Lampard for Leeds as the latest springboard to success and renaissance? Unlikely perhaps.  But, where Leeds United and Massimo Cellino are concerned, never say never.

Watford Gap is an Almighty Chasm for Dreadful United – by Rob Atkinson

Another day, a new era, another defeat

Another day, a new era, another defeat

The two main commodities Massimo Cellino will be looking to import into his new project, Leeds United, will come free of charge – but are nevertheless very difficult to obtain.  Pride and Passion – anyone out there remember those two old friends?  I do.  Anybody old enough and fortunate enough to have seen Sergeant Wilko’s White Juggernaut blast its way out of the old second division in 1990 will also nod reminiscently, as the vision of those relentless troops is conjured up by their mind’s eye.  The energy, the commitment, the refusal to give in.  One game at Elland Road, Sunderland kicked off at the start and within five seconds, they had been dispossessed and were defending desperately as the white tide washed over them.  Those were the days.  This lot?  There’s simply no comparison.

In 1990, Gordon Strachan was the jewel in the United crown.  We have our jewel today in Ross McCormack, but it’s not set in a crown – more like a pile of the stuff well-fed pigs leave behind.  Leeds have some good players, but team spirit seems non-existent and there appears to be no identifiable ethic of getting out there and getting stuck in for the shirt, the badge and the fans.  In 1990, Strachan was ably supported by the likes of Vinnie Jones, Mel Sterland, Chris Fairclough and a pugnacious young midfield Rottweiler called David Batty, together with the nascent elegance of Gary Speed. McCormack in today’s shower has the air of a man who knows that, if the job’s going to get done, he’s going to have to do it largely by himself.

This latest United match at Vicarage Road marked the start of a new era, the beginning of a time when off-field worries, such as deferred wages and the lack of clarity over ownership, could be forgotten.  What better time to roll up the sleeves and run out with a snarl on the lips and fire in the belly, determined to get some blood on their boots?  But no.  It was, if anything, an even more pallid performance than the ones United fans have witnessed and raged over at far too many points in the last few months.  Leeds United are running out of time, running out of excuses (though they manage to recycle and re-use those) – and running out of the patience their sorely-tried yet still magnificent support is prepared to afford them.

The gap between Leeds and the relegation pack is now down to a mere eight points.  Another win and maybe a draw should be enough to see them safe – and safety is clearly the upper limit of ambition for a team as devoid of application and bottle as this one. Where those points will come from is anyone’s guess – that’s assuming they come at all.  Blackpool at home next weekend seems the best chance, but the Seasiders are also embroiled in the dog-eat-dog struggle at the bottom.  Everybody is aware of the current malaise at Leeds and teams are facing us expecting to win.  Blackpool will be disappointed with anything less than three points from their visit to LS11.

Barnsley away?  Forget it.  We always lose there, usually by a good few goals.  Barnsley might be less than world-class, but they are fighters.  Then it’s two home games against Forest and Derby, with an away date at Birmingham sandwiched in between.  One point out of nine from those three, maybe. If Leeds do escape relegation, it will be by less than a comfortable margin, and we’ll have done the deed by virtue of performances prior to Christmas – before the wheels fell off.

__DIRECTION 1__. In the Leeds United article, how many points separate Leeds from the relegation pack?
__DIRECTION 2__. Reproduce everything in the Leeds United article from "This latest United" down to "to afford them.".

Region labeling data
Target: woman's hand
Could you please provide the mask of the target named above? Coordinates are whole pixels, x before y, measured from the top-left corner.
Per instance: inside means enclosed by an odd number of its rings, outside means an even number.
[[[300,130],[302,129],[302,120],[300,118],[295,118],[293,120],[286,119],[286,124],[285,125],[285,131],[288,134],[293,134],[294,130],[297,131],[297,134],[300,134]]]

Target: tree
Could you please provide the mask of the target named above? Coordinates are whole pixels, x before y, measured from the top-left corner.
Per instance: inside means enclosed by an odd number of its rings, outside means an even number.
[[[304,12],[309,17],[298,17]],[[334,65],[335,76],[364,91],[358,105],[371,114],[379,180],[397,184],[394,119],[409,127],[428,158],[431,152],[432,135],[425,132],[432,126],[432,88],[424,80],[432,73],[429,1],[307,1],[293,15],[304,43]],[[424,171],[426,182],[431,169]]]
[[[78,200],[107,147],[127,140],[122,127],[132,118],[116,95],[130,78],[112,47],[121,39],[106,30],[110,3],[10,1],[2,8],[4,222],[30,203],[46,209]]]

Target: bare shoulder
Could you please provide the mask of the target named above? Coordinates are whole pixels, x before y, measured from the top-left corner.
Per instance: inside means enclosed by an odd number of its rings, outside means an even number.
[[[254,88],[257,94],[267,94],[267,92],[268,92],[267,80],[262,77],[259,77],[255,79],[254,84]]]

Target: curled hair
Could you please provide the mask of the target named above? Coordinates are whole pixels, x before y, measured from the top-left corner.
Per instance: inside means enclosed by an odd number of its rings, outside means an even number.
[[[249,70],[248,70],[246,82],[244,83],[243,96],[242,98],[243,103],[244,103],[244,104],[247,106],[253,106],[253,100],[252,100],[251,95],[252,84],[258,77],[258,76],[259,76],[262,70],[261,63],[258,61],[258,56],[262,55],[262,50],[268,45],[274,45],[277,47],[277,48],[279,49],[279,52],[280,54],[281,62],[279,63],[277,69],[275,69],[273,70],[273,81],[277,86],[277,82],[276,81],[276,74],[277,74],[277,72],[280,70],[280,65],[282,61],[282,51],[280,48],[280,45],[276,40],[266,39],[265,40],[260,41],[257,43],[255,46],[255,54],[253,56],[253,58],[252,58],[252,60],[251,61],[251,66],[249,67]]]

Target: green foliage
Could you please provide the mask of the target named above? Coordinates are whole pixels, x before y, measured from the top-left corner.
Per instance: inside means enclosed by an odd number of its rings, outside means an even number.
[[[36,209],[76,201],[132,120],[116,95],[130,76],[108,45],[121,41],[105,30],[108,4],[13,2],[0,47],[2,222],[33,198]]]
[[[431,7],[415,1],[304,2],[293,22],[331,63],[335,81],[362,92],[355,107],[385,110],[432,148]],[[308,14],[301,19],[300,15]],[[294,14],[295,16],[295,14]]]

__PROBLEM SOLUTION 1__. Eight points.

__PROBLEM SOLUTION 2__.
This latest United match at Vicarage Road marked the start of a new era, the beginning of a time when off-field worries, such as deferred wages and the lack of clarity over ownership, could be forgotten.  What better time to roll up the sleeves and run out with a snarl on the lips and fire in the belly, determined to get some blood on their boots?  But no.  It was, if anything, an even more pallid performance than the ones United fans have witnessed and raged over at far too many points in the last few months.  Leeds United are running out of time, running out of excuses (though they manage to recycle and re-use those) – and running out of the patience their sorely-tried yet still magnificent support is prepared to afford them.